Exercise objective
Determine the number of lines below that contain the string "champagne", and state only that number.

Stored records:
┄┄┄┄┄┄

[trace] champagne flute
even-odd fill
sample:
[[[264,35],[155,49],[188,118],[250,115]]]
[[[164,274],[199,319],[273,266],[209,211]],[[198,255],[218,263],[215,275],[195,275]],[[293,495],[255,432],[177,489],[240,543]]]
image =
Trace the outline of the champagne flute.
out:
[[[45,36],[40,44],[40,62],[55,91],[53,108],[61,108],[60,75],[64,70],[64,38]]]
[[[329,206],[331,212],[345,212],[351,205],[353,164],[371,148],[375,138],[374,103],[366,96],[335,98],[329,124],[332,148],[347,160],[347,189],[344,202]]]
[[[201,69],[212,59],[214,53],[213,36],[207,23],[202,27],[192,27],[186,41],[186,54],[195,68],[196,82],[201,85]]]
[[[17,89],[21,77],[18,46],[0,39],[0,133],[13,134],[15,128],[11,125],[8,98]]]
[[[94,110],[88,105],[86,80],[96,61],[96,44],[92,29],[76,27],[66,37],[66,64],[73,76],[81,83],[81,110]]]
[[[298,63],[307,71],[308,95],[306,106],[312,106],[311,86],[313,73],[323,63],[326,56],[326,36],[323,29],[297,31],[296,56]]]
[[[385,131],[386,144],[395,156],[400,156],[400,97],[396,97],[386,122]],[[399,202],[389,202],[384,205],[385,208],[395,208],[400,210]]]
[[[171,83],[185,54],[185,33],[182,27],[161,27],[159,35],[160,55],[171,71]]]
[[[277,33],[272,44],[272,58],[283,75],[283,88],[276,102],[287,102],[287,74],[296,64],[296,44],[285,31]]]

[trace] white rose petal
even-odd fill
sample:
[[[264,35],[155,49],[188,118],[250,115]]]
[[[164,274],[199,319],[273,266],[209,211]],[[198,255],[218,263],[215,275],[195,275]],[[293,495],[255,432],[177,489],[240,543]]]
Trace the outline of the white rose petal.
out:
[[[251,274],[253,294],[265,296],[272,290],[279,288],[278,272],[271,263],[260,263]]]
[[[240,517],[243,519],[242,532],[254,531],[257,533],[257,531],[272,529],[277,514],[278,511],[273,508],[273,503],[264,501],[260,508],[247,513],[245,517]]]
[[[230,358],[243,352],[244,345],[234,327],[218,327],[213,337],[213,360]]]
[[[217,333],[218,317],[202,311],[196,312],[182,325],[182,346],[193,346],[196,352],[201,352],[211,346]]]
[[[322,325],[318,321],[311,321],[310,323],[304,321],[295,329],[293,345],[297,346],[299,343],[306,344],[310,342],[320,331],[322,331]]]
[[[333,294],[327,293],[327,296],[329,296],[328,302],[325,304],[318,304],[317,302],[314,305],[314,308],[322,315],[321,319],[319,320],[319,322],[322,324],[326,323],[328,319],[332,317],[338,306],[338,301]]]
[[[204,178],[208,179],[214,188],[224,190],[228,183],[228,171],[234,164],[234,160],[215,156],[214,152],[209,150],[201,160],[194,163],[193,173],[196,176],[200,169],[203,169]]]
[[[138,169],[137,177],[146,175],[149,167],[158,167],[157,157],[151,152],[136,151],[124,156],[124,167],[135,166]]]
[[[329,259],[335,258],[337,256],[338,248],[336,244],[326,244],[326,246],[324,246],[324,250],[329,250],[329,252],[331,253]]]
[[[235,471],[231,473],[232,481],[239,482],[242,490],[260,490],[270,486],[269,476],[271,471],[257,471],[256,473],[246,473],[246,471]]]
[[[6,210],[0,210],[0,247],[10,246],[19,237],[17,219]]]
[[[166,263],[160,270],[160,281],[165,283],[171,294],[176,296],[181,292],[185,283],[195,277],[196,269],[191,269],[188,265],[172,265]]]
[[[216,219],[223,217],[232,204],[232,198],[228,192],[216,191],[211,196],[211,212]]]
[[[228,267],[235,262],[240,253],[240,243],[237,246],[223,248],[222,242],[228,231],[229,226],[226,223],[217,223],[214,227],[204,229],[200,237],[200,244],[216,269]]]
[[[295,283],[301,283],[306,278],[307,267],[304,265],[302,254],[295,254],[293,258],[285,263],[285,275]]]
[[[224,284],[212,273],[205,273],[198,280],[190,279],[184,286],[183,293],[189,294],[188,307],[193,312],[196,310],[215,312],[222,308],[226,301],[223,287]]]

┄┄┄┄┄┄

Written response
2